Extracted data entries

--

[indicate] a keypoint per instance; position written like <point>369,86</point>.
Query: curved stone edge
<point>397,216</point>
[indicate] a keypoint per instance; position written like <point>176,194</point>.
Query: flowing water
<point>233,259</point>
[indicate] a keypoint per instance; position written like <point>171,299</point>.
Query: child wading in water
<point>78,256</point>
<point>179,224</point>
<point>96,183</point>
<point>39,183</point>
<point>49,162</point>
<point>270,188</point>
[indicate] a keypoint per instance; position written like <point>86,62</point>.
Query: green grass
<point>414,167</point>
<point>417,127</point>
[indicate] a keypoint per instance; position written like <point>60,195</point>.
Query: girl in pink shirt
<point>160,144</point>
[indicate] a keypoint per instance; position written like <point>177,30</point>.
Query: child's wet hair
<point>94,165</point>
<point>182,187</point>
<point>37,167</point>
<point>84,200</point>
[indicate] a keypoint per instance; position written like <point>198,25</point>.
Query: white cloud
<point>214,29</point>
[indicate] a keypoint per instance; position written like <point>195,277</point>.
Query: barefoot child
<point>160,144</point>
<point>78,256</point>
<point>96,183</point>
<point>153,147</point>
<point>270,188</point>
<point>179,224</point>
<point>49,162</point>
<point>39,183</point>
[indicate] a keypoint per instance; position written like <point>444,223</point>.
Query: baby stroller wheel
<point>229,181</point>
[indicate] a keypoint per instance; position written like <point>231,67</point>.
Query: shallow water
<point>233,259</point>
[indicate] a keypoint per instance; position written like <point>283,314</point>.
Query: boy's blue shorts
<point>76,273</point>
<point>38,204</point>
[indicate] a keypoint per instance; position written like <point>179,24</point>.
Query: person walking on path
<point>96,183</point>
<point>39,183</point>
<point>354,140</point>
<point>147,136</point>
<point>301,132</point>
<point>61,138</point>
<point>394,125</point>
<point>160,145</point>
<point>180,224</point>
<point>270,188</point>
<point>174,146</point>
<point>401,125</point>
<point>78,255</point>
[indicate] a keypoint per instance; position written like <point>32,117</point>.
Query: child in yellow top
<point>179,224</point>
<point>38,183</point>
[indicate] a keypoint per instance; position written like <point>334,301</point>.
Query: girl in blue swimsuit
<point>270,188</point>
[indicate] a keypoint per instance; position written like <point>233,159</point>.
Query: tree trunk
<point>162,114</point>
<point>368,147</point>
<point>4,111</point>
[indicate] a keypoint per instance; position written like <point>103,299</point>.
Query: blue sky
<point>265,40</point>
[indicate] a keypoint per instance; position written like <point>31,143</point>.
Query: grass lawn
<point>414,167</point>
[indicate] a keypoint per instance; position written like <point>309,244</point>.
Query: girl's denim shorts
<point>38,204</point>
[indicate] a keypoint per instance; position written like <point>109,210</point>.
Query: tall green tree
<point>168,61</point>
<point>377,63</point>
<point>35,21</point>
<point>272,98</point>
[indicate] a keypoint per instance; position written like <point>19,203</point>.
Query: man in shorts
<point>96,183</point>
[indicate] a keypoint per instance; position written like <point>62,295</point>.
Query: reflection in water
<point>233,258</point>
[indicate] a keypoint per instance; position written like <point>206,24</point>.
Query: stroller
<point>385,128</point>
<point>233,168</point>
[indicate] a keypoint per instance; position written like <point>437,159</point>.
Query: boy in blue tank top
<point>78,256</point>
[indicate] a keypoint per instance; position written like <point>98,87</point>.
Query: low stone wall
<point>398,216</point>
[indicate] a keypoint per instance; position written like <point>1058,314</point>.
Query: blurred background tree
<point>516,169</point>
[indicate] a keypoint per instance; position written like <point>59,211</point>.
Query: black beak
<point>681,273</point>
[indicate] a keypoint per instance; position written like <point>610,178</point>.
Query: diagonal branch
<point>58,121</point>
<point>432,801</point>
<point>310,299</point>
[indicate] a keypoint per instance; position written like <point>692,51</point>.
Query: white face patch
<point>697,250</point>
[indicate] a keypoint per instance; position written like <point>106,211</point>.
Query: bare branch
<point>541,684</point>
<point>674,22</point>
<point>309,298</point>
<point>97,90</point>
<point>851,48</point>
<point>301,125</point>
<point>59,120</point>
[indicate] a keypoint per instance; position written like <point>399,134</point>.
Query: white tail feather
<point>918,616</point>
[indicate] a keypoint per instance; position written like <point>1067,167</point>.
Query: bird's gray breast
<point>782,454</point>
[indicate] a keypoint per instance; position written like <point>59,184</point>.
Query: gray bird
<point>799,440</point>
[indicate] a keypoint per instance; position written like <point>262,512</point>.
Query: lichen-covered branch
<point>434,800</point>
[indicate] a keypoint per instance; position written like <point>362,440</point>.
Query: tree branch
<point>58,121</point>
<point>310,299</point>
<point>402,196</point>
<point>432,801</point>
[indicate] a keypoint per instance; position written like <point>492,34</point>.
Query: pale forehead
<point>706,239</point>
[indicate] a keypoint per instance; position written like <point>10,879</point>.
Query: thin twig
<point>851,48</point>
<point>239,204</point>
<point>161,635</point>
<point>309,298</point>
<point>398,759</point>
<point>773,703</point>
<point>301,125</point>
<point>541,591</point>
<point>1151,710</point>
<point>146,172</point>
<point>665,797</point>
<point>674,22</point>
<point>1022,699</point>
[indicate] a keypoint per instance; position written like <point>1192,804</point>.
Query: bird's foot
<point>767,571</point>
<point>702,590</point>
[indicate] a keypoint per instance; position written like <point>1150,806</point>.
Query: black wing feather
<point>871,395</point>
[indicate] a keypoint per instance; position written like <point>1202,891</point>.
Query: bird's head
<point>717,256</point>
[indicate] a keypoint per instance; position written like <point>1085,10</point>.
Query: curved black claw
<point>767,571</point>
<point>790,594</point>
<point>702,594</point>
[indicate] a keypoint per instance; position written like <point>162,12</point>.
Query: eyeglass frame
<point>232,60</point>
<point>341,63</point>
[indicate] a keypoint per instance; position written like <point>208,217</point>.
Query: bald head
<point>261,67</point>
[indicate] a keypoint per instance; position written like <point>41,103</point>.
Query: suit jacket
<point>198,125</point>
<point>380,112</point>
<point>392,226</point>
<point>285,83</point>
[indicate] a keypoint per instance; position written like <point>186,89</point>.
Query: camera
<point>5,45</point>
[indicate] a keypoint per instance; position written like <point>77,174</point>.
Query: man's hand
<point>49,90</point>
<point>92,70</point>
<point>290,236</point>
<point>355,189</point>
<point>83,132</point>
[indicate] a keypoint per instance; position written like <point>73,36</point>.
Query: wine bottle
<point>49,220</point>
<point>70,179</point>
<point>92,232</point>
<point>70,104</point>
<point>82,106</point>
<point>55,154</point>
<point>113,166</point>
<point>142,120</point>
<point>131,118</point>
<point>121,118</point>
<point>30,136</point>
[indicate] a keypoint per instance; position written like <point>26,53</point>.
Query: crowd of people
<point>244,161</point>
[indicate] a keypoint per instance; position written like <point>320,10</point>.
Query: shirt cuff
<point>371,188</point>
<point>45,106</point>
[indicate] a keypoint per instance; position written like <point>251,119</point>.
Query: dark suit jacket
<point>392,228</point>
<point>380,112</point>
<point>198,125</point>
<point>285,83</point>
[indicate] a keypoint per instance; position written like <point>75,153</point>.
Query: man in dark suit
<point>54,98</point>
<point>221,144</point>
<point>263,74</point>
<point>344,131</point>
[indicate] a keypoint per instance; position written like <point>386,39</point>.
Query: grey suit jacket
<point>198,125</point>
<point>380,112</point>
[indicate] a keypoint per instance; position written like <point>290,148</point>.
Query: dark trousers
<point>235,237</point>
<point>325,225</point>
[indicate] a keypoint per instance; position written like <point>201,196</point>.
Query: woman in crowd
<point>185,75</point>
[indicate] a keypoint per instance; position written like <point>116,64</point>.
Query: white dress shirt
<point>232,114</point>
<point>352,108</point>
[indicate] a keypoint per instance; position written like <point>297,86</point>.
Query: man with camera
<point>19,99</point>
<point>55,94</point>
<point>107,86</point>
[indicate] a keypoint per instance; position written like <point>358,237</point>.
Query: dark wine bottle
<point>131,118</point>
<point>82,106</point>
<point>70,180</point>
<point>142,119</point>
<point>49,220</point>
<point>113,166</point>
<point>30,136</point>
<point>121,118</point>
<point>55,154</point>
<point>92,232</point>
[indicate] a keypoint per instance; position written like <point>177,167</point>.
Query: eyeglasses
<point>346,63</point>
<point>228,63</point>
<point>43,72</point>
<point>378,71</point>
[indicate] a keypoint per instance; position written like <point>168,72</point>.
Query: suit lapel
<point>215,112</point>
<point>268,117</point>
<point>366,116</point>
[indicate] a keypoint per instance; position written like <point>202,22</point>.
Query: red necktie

--

TASK REQUIREMENTS ▸ Looking at the records above, return exactly the lines from the line with "Query: tree trunk" to the line with "written like <point>206,24</point>.", both ends included.

EXPECTED OUTPUT ▸
Query: tree trunk
<point>162,114</point>
<point>368,147</point>
<point>4,111</point>
[indicate] a keypoint per instance; position written like <point>103,299</point>.
Query: blue sky
<point>265,40</point>
[indicate] a keypoint per instance; position written like <point>31,143</point>.
Query: grass lawn
<point>414,167</point>
[indicate] a keypoint per instance; position written like <point>309,244</point>.
Query: girl's denim shorts
<point>38,204</point>
[indicate] a keypoint per instance; position written like <point>109,210</point>.
Query: tall green tree
<point>168,61</point>
<point>377,63</point>
<point>35,21</point>
<point>272,98</point>
[indicate] a keypoint per instance; position written like <point>19,203</point>.
Query: man in shorts
<point>96,183</point>
[indicate] a keypoint per instance; position written like <point>62,295</point>.
Query: reflection in water
<point>233,258</point>
[indicate] a keypoint per instance; position written like <point>206,24</point>.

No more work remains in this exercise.